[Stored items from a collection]
## begin

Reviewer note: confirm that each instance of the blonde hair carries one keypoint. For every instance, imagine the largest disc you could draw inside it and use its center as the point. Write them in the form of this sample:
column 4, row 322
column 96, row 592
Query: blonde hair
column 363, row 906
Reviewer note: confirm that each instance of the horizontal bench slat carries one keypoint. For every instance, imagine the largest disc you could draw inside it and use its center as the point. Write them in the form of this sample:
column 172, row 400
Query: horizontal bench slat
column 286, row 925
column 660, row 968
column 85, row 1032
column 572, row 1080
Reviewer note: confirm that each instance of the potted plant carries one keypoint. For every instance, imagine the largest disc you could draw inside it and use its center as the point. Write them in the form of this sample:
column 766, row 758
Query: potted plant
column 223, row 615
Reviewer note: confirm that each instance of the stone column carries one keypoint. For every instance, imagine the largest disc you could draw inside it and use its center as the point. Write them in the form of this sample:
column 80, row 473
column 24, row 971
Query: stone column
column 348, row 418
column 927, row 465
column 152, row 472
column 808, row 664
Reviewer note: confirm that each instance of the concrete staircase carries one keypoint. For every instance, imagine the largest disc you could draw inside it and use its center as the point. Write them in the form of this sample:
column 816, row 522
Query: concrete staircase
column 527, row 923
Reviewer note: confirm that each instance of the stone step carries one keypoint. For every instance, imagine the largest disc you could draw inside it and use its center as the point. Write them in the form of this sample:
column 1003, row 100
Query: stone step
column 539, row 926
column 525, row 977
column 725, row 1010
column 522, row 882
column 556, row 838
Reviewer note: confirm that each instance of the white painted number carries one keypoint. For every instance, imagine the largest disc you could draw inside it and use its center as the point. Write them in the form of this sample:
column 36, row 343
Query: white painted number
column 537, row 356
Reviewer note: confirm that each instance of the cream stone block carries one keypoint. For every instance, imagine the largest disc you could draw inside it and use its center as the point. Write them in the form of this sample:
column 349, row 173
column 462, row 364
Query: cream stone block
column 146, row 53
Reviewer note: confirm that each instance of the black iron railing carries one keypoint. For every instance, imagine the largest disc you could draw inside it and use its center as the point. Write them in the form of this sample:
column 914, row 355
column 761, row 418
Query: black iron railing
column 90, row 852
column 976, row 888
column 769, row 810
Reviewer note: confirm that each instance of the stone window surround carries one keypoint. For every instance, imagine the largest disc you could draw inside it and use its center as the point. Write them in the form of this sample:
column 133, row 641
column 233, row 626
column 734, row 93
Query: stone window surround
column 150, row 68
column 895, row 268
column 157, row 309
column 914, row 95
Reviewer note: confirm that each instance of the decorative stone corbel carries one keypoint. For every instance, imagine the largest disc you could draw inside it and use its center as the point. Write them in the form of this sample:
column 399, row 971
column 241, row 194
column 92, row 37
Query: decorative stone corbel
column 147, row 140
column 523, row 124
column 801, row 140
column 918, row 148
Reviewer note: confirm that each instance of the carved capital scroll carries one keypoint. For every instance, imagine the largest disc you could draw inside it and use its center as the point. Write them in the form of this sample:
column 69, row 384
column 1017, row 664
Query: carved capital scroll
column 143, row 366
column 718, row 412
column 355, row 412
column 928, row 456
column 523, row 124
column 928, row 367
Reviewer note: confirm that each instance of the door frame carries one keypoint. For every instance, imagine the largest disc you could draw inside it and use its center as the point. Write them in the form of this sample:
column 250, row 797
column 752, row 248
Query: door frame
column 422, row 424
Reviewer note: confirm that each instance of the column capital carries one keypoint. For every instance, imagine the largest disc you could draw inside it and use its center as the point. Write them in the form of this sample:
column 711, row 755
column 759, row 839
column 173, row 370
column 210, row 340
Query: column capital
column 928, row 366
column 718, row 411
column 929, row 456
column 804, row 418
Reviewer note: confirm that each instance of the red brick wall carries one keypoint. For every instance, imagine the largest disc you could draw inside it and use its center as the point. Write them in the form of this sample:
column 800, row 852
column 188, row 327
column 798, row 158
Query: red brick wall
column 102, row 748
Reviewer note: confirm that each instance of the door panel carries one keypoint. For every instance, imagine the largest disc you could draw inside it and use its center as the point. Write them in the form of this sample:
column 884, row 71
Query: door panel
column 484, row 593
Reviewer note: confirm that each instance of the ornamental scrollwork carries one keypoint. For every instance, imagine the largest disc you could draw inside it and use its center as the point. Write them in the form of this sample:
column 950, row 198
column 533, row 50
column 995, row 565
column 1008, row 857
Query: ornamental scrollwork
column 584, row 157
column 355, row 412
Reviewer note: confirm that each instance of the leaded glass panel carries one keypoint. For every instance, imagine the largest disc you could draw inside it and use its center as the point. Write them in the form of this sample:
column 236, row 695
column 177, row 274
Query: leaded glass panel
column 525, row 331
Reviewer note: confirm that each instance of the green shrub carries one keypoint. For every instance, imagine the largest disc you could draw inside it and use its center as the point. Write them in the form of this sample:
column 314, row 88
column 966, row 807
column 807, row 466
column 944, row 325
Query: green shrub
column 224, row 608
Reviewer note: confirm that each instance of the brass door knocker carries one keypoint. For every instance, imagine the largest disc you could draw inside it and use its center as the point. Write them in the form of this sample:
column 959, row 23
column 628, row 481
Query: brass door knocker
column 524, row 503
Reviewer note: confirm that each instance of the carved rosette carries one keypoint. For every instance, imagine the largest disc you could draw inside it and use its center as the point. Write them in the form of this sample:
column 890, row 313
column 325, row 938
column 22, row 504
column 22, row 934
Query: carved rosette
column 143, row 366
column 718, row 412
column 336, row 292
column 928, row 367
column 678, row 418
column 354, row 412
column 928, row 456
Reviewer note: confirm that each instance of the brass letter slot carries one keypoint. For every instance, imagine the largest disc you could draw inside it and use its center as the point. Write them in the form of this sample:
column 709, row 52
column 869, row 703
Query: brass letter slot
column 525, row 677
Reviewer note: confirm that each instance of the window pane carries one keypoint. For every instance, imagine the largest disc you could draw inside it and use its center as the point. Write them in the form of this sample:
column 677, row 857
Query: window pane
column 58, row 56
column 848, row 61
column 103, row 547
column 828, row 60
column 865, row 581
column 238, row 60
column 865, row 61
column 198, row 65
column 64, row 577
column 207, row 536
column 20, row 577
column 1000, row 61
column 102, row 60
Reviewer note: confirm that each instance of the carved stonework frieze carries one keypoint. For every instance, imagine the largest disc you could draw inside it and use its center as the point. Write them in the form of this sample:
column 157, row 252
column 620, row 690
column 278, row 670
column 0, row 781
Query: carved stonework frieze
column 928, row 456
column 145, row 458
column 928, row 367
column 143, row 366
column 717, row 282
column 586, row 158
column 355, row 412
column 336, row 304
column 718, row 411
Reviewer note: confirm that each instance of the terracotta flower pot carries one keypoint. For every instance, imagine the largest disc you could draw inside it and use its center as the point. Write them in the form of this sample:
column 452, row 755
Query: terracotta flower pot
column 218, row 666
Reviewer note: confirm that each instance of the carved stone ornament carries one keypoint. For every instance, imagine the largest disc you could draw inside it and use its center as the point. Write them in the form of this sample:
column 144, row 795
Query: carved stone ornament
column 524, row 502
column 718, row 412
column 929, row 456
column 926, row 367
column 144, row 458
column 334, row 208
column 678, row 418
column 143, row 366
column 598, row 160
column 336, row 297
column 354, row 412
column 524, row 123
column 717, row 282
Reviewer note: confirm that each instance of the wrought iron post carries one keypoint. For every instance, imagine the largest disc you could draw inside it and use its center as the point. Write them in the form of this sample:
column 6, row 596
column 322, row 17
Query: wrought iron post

## end

• **Brief**: Can you render the listing above as a numbered list, leaving out blank lines and covering only the lines from the one containing "stone ornament carries" through the end of the listing, both ends included?

• **Solution for this problem**:
1. Reviewer note: confirm that each instance of the carved stone ornament carries one keypoint. For every instance, imagine the largest disc you could draw inside it and use its center as the point. Write them in the form of this sample:
2. column 144, row 795
3. Query: carved stone ornament
4. column 524, row 502
5. column 718, row 412
6. column 929, row 456
7. column 926, row 367
8. column 144, row 458
9. column 334, row 208
10. column 678, row 418
11. column 143, row 366
12. column 598, row 160
13. column 336, row 297
14. column 354, row 412
15. column 524, row 123
16. column 717, row 282
17. Reviewer note: confirm that each instance of the wrought iron post carries one keypoint. For every instance, imagine the largest disc you could draw inside it and use its center as the point. Write them in the form of this sample:
18. column 6, row 596
19. column 322, row 17
20. Query: wrought iron post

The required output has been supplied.